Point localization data
>>>>>
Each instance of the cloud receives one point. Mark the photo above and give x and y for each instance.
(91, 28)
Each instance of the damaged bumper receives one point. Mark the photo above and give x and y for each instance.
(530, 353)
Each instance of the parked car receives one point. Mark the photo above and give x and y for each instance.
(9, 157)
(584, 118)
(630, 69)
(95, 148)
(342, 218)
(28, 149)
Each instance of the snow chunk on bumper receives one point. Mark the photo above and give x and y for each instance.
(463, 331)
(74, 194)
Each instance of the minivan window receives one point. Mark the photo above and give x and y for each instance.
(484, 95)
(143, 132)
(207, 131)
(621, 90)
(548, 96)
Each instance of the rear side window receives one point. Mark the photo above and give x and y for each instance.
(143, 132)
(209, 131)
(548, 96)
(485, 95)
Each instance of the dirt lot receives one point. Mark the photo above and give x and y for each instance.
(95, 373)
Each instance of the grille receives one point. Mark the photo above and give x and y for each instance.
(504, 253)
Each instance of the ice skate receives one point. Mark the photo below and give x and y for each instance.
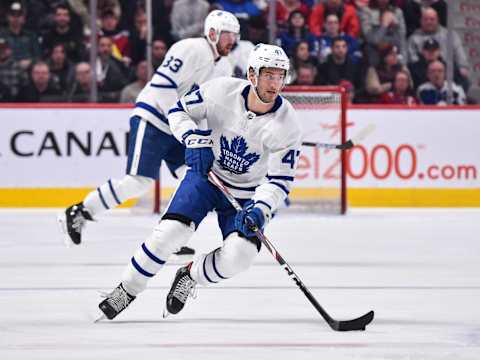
(72, 221)
(182, 288)
(182, 256)
(115, 302)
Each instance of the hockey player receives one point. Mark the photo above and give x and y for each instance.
(251, 134)
(187, 64)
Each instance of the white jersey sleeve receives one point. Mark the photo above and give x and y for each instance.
(255, 154)
(282, 164)
(188, 113)
(187, 64)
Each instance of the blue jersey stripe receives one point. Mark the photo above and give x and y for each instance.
(176, 109)
(152, 110)
(113, 192)
(205, 271)
(215, 267)
(151, 255)
(264, 203)
(102, 199)
(171, 84)
(280, 177)
(285, 190)
(237, 187)
(140, 270)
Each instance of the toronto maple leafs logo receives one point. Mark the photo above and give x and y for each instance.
<<<<<
Reproduce every entry word for word, but omit the pictures.

Each instance of the cloud receives one point. Mark the photo above and give x and y for each instance.
(91, 28)
Each instance of the damaged bumper receives one point. Mark the photo above and give x and y for each instance.
(530, 353)
Each instance of the parked car receives one point. Mark the photo above and give x and y for each instance.
(9, 157)
(584, 118)
(630, 69)
(95, 148)
(342, 218)
(28, 149)
Each instance of the snow chunk on bumper receives one point. Mark the photo above and give x and y for each instance.
(463, 331)
(74, 194)
Each instance of the minivan window receives one point. Mark the photo above and give x and y for each instance.
(484, 95)
(143, 132)
(207, 131)
(621, 90)
(548, 96)
Each instance of the rear side window receives one point. Mark the photo above and give x and y for each instance.
(143, 132)
(209, 131)
(548, 96)
(485, 95)
Each instance of the dirt lot receives one point. Mark the photo above and give x and y for each instance.
(95, 373)
Each instance of the grille receives one point. Mark the photo above and give x and y for each instance.
(504, 253)
Each instance of the ice skate receives one point. Mark the photo below and give x and y for each instance.
(72, 221)
(182, 288)
(182, 256)
(115, 302)
Each instance of the hockey player receives one point. Mark the photo above and give x and y for each instance.
(251, 134)
(187, 64)
Each instance of the white jersey sleeve receives one point. Mark the photo above and give x and y for each instance.
(255, 154)
(282, 164)
(188, 113)
(187, 64)
Each instance of the blue jersey stripe receives one point. Mark the photo above and give x and y for each instance.
(176, 109)
(152, 110)
(113, 192)
(205, 271)
(215, 267)
(151, 255)
(264, 203)
(102, 199)
(171, 84)
(280, 177)
(285, 190)
(237, 187)
(140, 270)
Each instance of the toronto maple leafs logo receives one point. Mark the photo above and give x and y for each instance.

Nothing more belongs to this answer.